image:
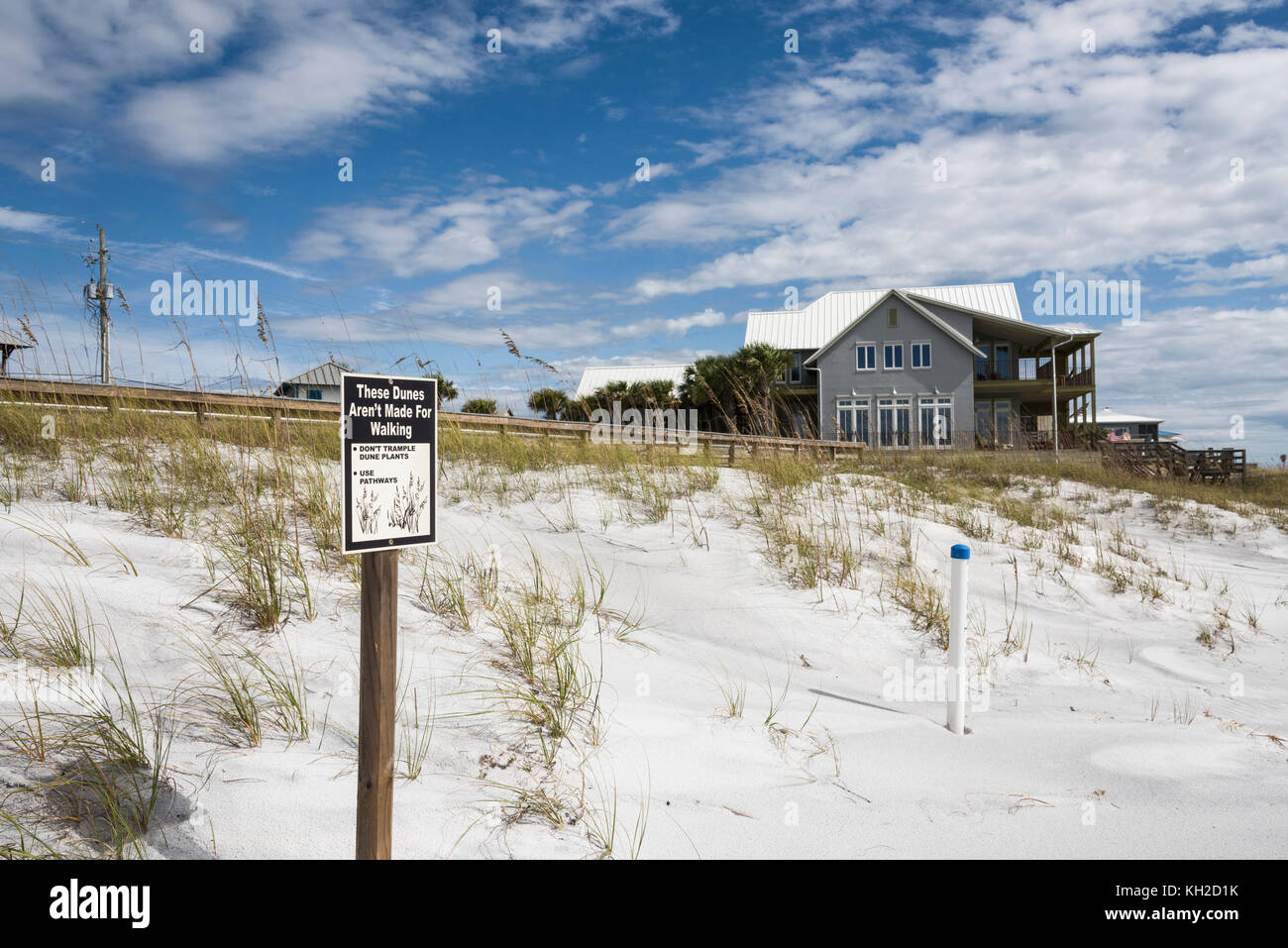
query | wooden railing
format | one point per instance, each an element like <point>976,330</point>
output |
<point>210,404</point>
<point>1164,458</point>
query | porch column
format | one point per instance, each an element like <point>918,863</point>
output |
<point>1093,380</point>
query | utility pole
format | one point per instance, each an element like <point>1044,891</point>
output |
<point>102,309</point>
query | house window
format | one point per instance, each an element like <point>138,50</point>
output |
<point>894,420</point>
<point>853,420</point>
<point>866,357</point>
<point>993,423</point>
<point>894,355</point>
<point>936,421</point>
<point>1001,361</point>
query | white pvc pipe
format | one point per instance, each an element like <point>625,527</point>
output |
<point>957,639</point>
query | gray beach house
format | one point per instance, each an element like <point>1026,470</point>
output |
<point>931,366</point>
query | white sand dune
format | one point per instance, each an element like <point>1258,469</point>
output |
<point>1065,760</point>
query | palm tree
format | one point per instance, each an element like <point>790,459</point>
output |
<point>550,402</point>
<point>756,368</point>
<point>446,389</point>
<point>709,386</point>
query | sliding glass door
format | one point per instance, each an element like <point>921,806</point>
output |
<point>894,417</point>
<point>936,421</point>
<point>853,420</point>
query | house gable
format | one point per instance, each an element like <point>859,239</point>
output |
<point>881,305</point>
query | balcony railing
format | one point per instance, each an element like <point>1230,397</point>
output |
<point>1028,371</point>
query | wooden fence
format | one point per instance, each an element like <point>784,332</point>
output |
<point>205,404</point>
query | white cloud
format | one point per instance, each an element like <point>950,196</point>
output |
<point>1055,159</point>
<point>413,236</point>
<point>670,326</point>
<point>288,73</point>
<point>1171,365</point>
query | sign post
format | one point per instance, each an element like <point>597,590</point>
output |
<point>389,479</point>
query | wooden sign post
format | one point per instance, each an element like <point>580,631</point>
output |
<point>389,460</point>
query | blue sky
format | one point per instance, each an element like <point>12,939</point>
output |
<point>768,168</point>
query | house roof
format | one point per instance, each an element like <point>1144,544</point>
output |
<point>326,373</point>
<point>1108,416</point>
<point>593,377</point>
<point>823,320</point>
<point>911,301</point>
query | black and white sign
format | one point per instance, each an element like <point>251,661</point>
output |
<point>389,453</point>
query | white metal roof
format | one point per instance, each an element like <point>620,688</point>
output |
<point>1108,416</point>
<point>829,314</point>
<point>596,376</point>
<point>326,373</point>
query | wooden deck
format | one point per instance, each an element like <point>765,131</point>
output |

════════════════

__PROBLEM REQUIREMENTS__: Copy everything in the listing from the line containing "query | palm tree" down to the line containing "<point>709,386</point>", and swap "instance" for "occurrence" without altering anything else.

__TASK RESPONSE__:
query | palm tree
format | one point per occurrence, each an element like <point>790,459</point>
output |
<point>550,402</point>
<point>756,368</point>
<point>446,389</point>
<point>709,386</point>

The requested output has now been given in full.